PROVIDED TEXT:
Just the thought of how many people you touched with your work....just amazing! :)
Had a question if you don't mind: Can you talk about the thought process behind the power supply design? Its very large even in the super slim models. Were you following a specific design driven by the hardware architecture or were there other reasons? I always wondered about that.
Actually Tracy never made it to Austin. He was going to fly in later in the week to continue bring-up, but since we were done by Wednesday, we just sent the chips to Redmond and he continued there. He was of course always available on the phone to answer my kernel questions I had.
This is really some blast from the past. Can you please shed more light on the simulator? Is it interpretation or JIT? But then I realize XBOX uses Pentium III, so maybe virtualization? Edit Sorry it was XBOX 360 so it's not Pentium.
As someone who recently got interested in emulation and wrote two lc-3 emulators, would really love to learn from the masters.
You sir are an inspiration! I am but a mediocre Angular developer and reading this has me in complete awe! The kind of drive you must have had to get this done well I dont know how people manage to do it but it is so cool to see! :)
I called the simulator Sbox and it was just a simple console app. I didn't implement the GPU, so no graphics just the hypervisor and kernel and some simple non-graphics apps. I made it so that you could build the Xbox 360 kernel on your windows machine, then just run sbox.exe and it would automatically find the just built kernel image targeting the PPC64 and boot it. Then if you typed control-C it would drop into the kernel debugger as a sub process, and you could poke around at the machine state as if it were the real Xbox hardware, showing all the PPC instructions and registers. It was a lot of fun writing it, and quite useful.

TASKS TO PERFORM:
1) In the Xbox 360 forum thread, what name was given to the simulator?
2) Write the next part of the Xbox 360 forum thread, picking up after its final post.

EXTRACTED MATERIAL:

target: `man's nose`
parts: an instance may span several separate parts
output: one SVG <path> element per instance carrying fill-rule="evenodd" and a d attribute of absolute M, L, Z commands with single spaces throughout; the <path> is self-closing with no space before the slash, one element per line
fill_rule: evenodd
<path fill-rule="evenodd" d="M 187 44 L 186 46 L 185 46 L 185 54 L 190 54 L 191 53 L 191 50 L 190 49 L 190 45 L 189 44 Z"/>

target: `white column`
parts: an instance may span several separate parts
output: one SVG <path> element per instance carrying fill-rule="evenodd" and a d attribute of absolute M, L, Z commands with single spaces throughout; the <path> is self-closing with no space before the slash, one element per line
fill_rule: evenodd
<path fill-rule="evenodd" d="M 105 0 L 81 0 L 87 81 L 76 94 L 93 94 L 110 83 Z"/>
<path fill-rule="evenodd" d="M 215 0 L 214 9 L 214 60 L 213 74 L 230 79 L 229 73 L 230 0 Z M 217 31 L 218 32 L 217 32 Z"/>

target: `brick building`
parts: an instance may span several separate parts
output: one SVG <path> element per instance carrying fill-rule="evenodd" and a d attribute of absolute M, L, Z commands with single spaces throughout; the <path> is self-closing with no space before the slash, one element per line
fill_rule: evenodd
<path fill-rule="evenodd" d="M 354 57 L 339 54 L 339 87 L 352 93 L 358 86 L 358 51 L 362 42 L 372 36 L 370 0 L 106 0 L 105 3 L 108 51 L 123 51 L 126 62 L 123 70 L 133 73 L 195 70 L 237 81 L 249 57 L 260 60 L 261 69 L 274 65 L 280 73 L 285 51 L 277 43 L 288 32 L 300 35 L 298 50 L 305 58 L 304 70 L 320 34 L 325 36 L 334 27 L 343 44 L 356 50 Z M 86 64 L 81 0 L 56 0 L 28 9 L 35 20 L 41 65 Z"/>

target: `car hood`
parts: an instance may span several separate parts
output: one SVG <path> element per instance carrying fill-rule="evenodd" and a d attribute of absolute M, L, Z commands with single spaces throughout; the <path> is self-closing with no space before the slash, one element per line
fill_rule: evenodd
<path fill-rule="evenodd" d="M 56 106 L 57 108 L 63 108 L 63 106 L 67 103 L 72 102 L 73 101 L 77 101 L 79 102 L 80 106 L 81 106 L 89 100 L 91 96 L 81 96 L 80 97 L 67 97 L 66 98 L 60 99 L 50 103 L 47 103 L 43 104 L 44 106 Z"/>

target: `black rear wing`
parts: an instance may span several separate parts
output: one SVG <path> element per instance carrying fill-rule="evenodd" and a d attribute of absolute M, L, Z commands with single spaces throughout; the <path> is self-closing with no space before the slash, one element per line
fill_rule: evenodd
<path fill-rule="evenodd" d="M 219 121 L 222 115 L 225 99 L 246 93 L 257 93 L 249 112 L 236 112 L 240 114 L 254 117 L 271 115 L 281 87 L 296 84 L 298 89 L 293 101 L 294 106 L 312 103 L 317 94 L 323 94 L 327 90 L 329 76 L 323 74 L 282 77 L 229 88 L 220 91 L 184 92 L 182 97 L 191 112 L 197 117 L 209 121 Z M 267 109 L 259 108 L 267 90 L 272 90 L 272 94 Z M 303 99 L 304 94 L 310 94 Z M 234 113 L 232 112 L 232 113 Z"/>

ANSWERS GIVEN:
1) Sbox

2)
You should also talk about the lwarx/stecx bug. IIRC - in the first version of the chip there was a bug in one or both of these instructions. Your code booted on SBox but didn't on the hardware. You compared the two and then figured out it was these instructions.
You filed a bug report and then dug into them and used SBox to figure out what must have been going wrong.
The chip supplier came back with a workaround and within five minutes you simulated it on SBox and said it wouldn't work, why, and then said how it should be fixed.
The supplier didn't believe you as yet. And you worked out a workaround so we could be unblocked. Two weeks later they agreed with your fix...
I recall an issue when trying to use lwarx/stwcx on Xbox 360 directly that the compiler (or maybe even the kernel, on program load? it's been a while) raised an error and said to use the Interlocked intrinsics instead -- is that related?
So the PPC instruction set uses lwarx (load word and reserve indexed), and stwcx (store word conditional indexed), along with variations for word size, to implement atomic operations such as interlocked-increment and test-and-set.
So on PPC interlocked-increment is implemented as:
loop: lwarx r4,0,r3 # Load and reserve r4 <- (r3)
addi r4,r4,1 # Increment the value
stwcx. r4,0,r3 # Store the incremented value if still reserved
bne- loop # Loop and try again if lost reservation
The idea is that the lwarx places a reservation on an address that it wants to update at some later time. It doesn't prevent any other thread or processor from reading or writing to that address, or cause any sort of stall, but if an address being reserved is written to, conditional or otherwise, then the reservation is lost. The stwcx instruction will perform the store to memory if the reservation still exists clears the NE flag, otherwise it doesn't do the write and sets the NE flag and software should just try again until it succeeds.
On the Xbox 360 we provided the compiler which would emit sequences like these for all atomic intrinsics, but developers could also write assembler code directly if they wanted to. We'll get back to this point in a moment.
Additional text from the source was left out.